#### Directions
Retype exactly the lines that run from the line with "# locate house exterior" to the final line of the entries, keeping both ends and nothing else.

#### Information supplied
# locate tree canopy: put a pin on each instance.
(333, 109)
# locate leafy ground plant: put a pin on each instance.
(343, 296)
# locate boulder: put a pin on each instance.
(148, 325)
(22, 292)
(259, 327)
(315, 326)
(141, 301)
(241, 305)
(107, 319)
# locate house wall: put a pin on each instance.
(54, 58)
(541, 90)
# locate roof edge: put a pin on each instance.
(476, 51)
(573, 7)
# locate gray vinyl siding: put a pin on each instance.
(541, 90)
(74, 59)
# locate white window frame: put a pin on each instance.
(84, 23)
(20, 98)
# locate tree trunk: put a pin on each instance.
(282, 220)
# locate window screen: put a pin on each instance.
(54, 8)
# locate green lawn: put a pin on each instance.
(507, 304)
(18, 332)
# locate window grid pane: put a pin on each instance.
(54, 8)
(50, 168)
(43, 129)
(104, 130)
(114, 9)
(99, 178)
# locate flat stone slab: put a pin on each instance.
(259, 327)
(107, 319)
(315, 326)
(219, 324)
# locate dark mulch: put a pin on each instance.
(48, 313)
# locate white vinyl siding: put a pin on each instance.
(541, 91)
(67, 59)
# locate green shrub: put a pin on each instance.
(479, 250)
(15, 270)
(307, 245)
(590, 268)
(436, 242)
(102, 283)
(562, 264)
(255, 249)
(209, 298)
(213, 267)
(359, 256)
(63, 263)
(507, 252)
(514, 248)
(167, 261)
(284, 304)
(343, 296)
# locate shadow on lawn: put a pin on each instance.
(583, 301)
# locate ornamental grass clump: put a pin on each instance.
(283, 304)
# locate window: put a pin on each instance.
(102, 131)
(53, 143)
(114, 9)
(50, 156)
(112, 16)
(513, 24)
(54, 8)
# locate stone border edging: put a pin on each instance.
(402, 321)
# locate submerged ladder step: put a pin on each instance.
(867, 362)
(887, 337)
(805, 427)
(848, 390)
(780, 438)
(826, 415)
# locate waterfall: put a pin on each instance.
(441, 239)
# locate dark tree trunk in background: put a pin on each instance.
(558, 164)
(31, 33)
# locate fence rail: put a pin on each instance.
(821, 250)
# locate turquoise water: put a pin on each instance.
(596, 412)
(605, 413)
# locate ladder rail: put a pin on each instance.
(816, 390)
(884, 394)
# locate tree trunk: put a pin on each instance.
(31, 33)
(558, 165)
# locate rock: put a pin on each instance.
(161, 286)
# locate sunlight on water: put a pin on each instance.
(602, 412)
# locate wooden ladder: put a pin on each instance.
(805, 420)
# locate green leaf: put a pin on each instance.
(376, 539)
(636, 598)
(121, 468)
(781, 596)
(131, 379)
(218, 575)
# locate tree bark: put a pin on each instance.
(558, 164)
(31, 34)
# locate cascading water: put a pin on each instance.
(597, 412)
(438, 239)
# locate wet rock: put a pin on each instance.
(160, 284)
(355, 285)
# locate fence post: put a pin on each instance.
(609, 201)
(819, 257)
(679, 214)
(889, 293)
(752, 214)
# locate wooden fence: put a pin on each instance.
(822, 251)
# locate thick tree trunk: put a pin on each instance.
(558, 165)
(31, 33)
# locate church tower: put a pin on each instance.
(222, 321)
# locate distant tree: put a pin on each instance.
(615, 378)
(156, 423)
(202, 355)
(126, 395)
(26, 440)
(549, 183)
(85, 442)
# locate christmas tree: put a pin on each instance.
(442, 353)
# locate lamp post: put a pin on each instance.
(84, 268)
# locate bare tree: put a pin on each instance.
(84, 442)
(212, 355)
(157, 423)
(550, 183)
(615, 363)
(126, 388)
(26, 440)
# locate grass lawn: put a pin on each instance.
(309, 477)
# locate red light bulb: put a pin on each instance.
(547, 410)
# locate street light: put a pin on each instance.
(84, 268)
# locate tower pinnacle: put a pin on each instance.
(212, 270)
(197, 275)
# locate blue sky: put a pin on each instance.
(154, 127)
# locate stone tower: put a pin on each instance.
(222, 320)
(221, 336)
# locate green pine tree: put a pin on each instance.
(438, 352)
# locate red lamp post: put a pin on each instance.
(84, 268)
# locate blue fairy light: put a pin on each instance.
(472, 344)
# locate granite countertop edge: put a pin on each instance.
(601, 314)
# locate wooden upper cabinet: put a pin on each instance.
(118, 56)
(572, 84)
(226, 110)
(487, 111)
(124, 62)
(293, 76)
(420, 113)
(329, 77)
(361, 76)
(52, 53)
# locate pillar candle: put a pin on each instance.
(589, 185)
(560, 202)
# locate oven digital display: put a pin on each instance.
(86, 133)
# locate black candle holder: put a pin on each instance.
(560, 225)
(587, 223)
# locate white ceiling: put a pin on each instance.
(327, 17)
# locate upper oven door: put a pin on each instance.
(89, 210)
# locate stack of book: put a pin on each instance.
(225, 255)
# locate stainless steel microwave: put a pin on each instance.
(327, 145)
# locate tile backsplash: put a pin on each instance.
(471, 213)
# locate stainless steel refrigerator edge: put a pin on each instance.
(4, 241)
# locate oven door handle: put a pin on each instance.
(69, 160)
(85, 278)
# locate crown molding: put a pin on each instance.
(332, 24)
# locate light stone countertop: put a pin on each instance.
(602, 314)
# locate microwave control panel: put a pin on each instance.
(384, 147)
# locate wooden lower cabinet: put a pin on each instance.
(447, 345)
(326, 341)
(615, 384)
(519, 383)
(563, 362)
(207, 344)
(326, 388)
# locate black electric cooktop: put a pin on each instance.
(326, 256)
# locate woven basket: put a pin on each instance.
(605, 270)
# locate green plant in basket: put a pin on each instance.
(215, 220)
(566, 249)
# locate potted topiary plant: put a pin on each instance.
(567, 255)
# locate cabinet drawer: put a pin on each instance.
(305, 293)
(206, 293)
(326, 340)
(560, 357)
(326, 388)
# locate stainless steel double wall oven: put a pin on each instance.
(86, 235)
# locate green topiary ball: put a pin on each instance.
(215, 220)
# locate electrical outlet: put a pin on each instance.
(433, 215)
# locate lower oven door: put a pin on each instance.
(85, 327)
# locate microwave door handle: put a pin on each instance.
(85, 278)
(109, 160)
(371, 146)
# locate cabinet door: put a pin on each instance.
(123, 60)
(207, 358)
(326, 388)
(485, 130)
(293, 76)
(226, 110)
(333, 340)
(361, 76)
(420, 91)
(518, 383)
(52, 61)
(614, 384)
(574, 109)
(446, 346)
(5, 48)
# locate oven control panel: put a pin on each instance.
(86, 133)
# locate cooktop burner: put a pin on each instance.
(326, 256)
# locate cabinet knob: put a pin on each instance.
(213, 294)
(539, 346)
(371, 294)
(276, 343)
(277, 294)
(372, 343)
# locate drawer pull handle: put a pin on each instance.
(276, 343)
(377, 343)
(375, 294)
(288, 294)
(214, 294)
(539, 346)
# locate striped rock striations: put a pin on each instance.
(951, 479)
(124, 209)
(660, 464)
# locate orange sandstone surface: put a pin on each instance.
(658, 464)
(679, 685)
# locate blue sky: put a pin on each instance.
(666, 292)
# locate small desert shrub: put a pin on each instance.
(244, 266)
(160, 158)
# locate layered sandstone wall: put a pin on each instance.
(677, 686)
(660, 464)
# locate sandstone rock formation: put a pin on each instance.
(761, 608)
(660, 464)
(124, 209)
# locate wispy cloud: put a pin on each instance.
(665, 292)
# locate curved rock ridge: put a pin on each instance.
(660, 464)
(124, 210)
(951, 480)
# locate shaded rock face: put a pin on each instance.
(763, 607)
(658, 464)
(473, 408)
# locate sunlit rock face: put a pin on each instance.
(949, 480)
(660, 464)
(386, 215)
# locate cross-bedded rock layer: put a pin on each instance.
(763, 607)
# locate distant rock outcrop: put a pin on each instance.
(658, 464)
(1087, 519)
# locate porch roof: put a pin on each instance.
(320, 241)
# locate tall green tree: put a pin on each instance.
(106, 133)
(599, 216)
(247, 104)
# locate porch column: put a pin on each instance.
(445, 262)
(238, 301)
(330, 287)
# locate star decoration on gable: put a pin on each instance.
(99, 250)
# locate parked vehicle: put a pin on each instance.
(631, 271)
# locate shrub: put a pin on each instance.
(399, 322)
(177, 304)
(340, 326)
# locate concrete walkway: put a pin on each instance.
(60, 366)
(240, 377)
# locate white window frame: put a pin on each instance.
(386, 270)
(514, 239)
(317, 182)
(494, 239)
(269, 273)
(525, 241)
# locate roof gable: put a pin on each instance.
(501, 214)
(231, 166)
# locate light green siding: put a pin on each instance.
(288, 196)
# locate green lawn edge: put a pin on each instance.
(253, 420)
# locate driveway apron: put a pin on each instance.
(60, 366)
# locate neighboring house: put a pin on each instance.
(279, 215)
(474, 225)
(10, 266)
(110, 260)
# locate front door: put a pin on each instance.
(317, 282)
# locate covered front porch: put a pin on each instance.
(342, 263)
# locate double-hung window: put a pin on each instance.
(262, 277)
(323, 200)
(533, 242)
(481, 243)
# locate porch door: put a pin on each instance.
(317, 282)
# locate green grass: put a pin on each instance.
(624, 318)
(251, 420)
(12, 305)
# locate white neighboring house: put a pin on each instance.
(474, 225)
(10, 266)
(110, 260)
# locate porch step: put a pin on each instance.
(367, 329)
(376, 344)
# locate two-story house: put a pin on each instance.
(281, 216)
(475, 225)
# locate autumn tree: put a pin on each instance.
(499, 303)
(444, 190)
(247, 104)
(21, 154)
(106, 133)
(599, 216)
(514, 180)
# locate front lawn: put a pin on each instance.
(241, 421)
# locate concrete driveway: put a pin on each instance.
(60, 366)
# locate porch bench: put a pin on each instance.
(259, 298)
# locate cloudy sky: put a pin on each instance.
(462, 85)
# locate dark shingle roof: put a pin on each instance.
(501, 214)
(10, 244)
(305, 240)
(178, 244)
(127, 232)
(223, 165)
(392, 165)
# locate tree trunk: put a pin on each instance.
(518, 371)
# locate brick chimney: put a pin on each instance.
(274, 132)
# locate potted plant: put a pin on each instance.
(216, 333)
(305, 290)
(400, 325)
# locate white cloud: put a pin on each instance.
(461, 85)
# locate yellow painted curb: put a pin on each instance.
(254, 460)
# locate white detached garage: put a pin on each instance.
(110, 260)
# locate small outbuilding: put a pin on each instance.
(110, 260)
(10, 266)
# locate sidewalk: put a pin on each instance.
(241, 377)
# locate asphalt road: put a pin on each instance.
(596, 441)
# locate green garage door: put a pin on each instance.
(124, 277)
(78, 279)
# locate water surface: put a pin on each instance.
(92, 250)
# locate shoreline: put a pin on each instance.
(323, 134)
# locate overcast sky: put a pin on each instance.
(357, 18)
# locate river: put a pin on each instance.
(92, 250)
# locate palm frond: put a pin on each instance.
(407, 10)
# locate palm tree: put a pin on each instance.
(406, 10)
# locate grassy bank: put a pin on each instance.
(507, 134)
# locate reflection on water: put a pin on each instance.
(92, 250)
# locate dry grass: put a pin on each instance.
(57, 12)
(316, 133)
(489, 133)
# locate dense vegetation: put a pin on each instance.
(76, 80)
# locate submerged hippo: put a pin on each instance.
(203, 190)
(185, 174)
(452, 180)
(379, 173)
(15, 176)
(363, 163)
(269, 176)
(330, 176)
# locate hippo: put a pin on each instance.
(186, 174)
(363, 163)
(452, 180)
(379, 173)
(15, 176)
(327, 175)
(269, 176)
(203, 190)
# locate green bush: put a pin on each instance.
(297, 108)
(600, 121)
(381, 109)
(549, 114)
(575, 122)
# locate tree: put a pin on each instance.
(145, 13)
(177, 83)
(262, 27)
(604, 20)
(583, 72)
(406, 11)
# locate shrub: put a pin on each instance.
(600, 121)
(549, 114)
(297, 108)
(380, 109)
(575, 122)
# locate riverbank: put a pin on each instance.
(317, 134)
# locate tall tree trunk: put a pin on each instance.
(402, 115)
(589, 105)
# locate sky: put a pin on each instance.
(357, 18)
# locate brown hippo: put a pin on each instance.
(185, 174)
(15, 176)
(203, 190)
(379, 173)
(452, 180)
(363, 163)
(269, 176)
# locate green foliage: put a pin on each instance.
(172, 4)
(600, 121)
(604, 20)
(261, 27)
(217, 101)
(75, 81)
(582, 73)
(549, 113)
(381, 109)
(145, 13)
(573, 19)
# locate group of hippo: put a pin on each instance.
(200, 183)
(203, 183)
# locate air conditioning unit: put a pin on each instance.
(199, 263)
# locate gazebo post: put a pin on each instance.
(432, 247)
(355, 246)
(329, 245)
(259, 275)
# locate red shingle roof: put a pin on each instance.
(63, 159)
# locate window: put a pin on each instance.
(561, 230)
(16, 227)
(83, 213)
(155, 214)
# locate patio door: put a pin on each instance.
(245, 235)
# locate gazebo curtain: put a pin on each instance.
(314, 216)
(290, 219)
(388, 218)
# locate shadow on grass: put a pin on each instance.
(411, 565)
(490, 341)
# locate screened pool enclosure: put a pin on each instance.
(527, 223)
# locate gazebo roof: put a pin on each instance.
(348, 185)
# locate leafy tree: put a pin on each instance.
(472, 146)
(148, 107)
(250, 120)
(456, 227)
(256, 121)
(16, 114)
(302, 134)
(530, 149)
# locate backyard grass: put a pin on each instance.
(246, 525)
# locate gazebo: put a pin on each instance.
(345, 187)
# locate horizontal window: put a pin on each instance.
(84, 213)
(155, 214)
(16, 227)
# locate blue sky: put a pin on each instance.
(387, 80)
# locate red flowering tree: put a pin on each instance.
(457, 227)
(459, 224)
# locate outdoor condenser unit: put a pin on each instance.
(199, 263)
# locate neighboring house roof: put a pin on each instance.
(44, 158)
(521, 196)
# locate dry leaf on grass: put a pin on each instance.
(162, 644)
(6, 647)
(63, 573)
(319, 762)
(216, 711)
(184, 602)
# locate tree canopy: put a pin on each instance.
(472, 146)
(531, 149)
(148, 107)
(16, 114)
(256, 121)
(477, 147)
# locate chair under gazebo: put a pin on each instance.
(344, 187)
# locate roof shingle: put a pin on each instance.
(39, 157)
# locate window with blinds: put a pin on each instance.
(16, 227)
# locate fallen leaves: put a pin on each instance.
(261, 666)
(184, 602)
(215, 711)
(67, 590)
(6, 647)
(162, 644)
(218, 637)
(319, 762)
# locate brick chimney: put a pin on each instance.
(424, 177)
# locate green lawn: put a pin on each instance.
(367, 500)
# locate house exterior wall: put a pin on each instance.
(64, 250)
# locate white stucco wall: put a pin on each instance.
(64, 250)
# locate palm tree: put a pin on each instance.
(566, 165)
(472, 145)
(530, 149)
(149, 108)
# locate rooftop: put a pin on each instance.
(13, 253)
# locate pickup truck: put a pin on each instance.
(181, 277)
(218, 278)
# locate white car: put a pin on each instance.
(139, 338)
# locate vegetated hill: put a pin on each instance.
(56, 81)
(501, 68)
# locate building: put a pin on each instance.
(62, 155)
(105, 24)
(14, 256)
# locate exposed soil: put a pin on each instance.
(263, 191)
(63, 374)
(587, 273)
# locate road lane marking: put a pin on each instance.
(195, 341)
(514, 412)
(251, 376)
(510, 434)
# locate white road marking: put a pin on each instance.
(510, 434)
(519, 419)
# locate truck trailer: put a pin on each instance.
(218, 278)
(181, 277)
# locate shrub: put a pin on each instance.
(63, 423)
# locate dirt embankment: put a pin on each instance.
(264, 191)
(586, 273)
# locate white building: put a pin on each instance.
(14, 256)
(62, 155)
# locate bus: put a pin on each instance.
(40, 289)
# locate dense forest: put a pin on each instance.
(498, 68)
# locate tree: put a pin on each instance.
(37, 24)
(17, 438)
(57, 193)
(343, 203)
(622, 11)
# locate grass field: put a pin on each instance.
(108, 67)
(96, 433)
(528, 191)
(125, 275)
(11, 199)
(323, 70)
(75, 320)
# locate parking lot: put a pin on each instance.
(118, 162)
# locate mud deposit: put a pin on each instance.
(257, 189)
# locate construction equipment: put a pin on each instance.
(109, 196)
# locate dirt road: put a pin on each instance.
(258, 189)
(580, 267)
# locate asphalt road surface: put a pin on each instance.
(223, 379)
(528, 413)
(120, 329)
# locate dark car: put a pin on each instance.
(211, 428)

#### Finished answer
# locate house exterior wall: put a pin on each instance.
(64, 250)
# locate white stucco wall: put a pin on each instance.
(64, 250)
# locate palm tree: put a pin on each instance.
(566, 165)
(472, 145)
(530, 149)
(149, 108)
# locate rooftop: put a pin on each instance.
(13, 253)
# locate pickup truck: put a pin on each instance.
(181, 277)
(218, 278)
# locate white car: put a pin on each instance.
(139, 338)
# locate vegetated hill: put a pin on each instance.
(56, 81)
(501, 68)
# locate building: put a pin on each instance.
(62, 155)
(105, 24)
(14, 256)
# locate exposed soil: put a pin on each instance.
(263, 191)
(63, 374)
(587, 273)
# locate road lane marking: put a pin on each instance.
(195, 341)
(514, 412)
(251, 376)
(510, 434)
# locate white road marking: put a pin on each instance.
(510, 434)
(519, 419)
# locate truck trailer: put a pin on each instance.
(218, 278)
(181, 277)
# locate shrub: put a pin on each instance.
(63, 423)
# locate dirt embankment: put a pin on each instance.
(264, 191)
(586, 273)
# locate white building: put a pin on each instance.
(14, 256)
(62, 155)
# locate bus: put a pin on each instance.
(40, 289)
# locate dense forest: put a pin on each instance.
(498, 68)
# locate tree: put a pin on each instance.
(37, 24)
(17, 438)
(57, 193)
(343, 203)
(622, 11)
# locate grass field: put a pin on each instance.
(108, 67)
(96, 433)
(528, 191)
(125, 275)
(11, 199)
(323, 70)
(75, 320)
# locate parking lot: put a pin on each instance.
(118, 162)
# locate mud deposit: put a pin on each instance.
(257, 189)
# locate construction equipment: put a pin on each instance.
(109, 196)
# locate dirt road: put a pin on each instance.
(258, 189)
(580, 267)
# locate asphalt road surface: put a pin on each instance.
(223, 379)
(528, 413)
(120, 329)
# locate dark car: put a pin on each instance.
(211, 428)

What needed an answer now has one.